■ Excerpted data:
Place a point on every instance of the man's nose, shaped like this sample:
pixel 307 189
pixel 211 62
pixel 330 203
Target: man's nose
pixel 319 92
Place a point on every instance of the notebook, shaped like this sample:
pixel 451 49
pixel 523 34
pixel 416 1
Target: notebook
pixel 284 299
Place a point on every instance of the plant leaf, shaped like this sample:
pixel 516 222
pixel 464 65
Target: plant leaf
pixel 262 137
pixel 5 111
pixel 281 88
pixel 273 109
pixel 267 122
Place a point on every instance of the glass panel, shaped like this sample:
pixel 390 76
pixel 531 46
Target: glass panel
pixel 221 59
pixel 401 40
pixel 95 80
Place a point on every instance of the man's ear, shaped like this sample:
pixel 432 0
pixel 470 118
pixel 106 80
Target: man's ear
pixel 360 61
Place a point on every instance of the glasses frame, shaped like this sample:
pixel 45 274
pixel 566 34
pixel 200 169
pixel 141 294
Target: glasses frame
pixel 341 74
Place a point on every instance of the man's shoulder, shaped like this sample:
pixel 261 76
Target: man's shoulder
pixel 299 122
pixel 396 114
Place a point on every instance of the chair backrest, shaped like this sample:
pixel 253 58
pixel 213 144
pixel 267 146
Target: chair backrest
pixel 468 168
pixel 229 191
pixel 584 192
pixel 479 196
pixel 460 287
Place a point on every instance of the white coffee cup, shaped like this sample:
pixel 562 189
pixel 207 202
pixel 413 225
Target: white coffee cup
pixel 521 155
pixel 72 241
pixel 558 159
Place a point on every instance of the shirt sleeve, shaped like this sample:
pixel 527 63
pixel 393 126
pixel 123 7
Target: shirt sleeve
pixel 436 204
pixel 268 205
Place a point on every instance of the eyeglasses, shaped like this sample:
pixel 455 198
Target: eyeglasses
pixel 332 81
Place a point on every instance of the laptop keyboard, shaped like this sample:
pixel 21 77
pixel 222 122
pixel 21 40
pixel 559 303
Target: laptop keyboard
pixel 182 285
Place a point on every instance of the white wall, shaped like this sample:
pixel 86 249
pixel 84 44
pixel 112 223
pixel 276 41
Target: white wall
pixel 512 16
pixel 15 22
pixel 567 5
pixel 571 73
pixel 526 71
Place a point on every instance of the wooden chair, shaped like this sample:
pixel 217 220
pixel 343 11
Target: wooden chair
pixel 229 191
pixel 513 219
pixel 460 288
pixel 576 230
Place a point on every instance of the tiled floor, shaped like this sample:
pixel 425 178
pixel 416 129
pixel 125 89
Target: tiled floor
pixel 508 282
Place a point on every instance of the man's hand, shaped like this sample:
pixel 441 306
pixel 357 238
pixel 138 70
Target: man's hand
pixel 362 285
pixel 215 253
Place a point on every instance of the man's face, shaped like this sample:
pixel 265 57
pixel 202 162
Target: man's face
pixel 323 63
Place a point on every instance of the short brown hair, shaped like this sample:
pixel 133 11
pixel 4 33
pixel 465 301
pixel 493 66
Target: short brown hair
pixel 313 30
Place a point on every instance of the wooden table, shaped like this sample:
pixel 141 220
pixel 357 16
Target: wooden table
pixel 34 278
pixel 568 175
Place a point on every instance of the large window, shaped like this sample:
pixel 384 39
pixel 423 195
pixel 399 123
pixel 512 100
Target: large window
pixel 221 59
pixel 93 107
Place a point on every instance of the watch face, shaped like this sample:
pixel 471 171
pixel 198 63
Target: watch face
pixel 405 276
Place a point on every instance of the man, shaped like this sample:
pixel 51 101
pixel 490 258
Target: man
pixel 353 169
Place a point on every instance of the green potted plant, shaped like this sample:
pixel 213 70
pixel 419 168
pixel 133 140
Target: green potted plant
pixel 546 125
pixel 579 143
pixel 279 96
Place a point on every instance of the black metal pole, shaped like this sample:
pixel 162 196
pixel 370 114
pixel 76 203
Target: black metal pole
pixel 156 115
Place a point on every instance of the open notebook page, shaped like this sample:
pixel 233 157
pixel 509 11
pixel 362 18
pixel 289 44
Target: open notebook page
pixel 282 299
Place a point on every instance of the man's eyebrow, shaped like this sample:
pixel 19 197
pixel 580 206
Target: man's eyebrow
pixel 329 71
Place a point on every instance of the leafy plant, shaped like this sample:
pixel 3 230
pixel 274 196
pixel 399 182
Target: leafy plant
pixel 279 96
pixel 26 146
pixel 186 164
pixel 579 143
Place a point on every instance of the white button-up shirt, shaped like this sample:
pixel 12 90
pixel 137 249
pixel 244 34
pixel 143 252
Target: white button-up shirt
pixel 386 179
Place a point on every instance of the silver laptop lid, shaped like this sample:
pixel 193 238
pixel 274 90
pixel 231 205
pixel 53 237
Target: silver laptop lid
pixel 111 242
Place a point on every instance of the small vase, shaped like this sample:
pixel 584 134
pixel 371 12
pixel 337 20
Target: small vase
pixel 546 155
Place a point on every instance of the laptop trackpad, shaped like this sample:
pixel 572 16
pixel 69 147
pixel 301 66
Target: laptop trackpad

■ Exercise directions: Copy every line above word for word, with nothing changed.

■ Written response:
Place a point on every instance of the man's nose, shaped like this sample:
pixel 307 189
pixel 211 62
pixel 330 203
Target: man's nose
pixel 319 92
Place a point on every instance of the notebook, shaped like this sample:
pixel 451 49
pixel 523 34
pixel 416 1
Target: notebook
pixel 284 299
Place a point on every instance of the plant leaf, shaped like this sample:
pixel 516 222
pixel 464 65
Target: plant leaf
pixel 262 137
pixel 5 111
pixel 281 88
pixel 273 109
pixel 267 122
Place a point on every instance of the glass panel, shaped like this sample:
pixel 390 76
pixel 531 46
Target: glass panel
pixel 221 59
pixel 401 40
pixel 95 80
Place a point on every instance of the man's ear, shaped like this sample:
pixel 432 0
pixel 470 118
pixel 106 80
Target: man's ear
pixel 360 61
Place a point on every instance of the glasses frame, shaped like this sample:
pixel 45 274
pixel 566 34
pixel 200 169
pixel 141 294
Target: glasses frame
pixel 341 74
Place a point on every instance of the man's shoulder, shaped like this sample:
pixel 261 76
Target: man's shoulder
pixel 299 122
pixel 396 114
Place a point on every instance of the chair backrest, shaped like this sample:
pixel 253 58
pixel 213 144
pixel 267 146
Target: chair backrest
pixel 468 168
pixel 229 191
pixel 584 192
pixel 479 196
pixel 460 287
Place a point on every instance of the white coffee cup, shaped like this sample:
pixel 562 189
pixel 207 202
pixel 413 225
Target: white coffee cup
pixel 521 155
pixel 72 241
pixel 558 159
Place a point on every instance of the shirt sleeve, shaped like this sample:
pixel 527 63
pixel 393 126
pixel 123 7
Target: shirt sleeve
pixel 436 204
pixel 268 205
Place a point on every instance of the eyeglasses, shaped like this sample:
pixel 455 198
Target: eyeglasses
pixel 332 81
Place a point on every instance of the laptop keyboard, shaped like this sample:
pixel 21 77
pixel 222 122
pixel 21 40
pixel 559 303
Target: laptop keyboard
pixel 182 285
Place a point on every instance of the white wall, shaped like this sample:
pixel 86 249
pixel 84 44
pixel 112 223
pixel 276 41
Target: white wall
pixel 512 16
pixel 15 22
pixel 567 5
pixel 571 73
pixel 526 71
Place a point on every instance of the wooden chair, shaped like this sample:
pixel 217 220
pixel 343 11
Target: wooden chair
pixel 229 191
pixel 513 219
pixel 460 288
pixel 576 230
Place a point on every instance of the tiled floor, shaped like this sample:
pixel 425 178
pixel 416 129
pixel 125 89
Target: tiled floor
pixel 508 282
Place a point on every instance of the man's hand, shaped like this sample:
pixel 441 306
pixel 357 238
pixel 138 70
Target: man's hand
pixel 362 285
pixel 215 253
Place a point on every instance of the man's face, shaped like this sample:
pixel 265 57
pixel 202 162
Target: man's face
pixel 323 63
Place a point on every instance of the short brown hair, shaped like this sample:
pixel 133 11
pixel 4 33
pixel 465 301
pixel 493 66
Target: short brown hair
pixel 313 30
Place a point on every instance of the wooden table, shaped like this sample:
pixel 141 220
pixel 357 16
Target: wooden table
pixel 34 278
pixel 568 175
Place a point on every instance of the large window, shaped like this sample:
pixel 384 39
pixel 423 195
pixel 399 123
pixel 512 100
Target: large window
pixel 221 59
pixel 93 107
Place a point on every instance of the watch face, shaped like this sample:
pixel 471 171
pixel 198 63
Target: watch face
pixel 405 276
Place a point on every instance of the man, shaped like this sample:
pixel 51 101
pixel 490 258
Target: man
pixel 353 169
Place a point on every instance of the green potted plant, shaped like this sample:
pixel 213 70
pixel 419 168
pixel 133 140
Target: green potted plant
pixel 546 125
pixel 579 143
pixel 279 96
Place a point on every instance of the black metal pole, shaped like this sample:
pixel 162 196
pixel 370 114
pixel 76 203
Target: black metal pole
pixel 156 115
Place a point on every instance of the open notebook page, shaped like this sample:
pixel 233 157
pixel 509 11
pixel 362 18
pixel 289 44
Target: open notebook page
pixel 282 299
Place a point on every instance of the man's eyebrow, shaped like this sample:
pixel 19 197
pixel 580 206
Target: man's eyebrow
pixel 329 71
Place a point on every instance of the leafy plant, shaped like this sample:
pixel 3 230
pixel 274 196
pixel 399 182
Target: leafy plant
pixel 279 96
pixel 26 146
pixel 186 164
pixel 579 143
Place a point on every instance of the white button-up shirt, shaped like this sample:
pixel 12 90
pixel 137 249
pixel 244 34
pixel 143 252
Target: white button-up shirt
pixel 386 179
Place a point on every instance of the silver laptop lid, shaped like this sample:
pixel 193 238
pixel 274 90
pixel 231 205
pixel 53 237
Target: silver laptop lid
pixel 111 242
Place a point on every instance of the small vase, shaped like this sample:
pixel 584 134
pixel 371 12
pixel 337 20
Target: small vase
pixel 546 155
Place a point on every instance of the laptop trackpad, shaped like this sample:
pixel 572 16
pixel 69 147
pixel 301 66
Target: laptop trackpad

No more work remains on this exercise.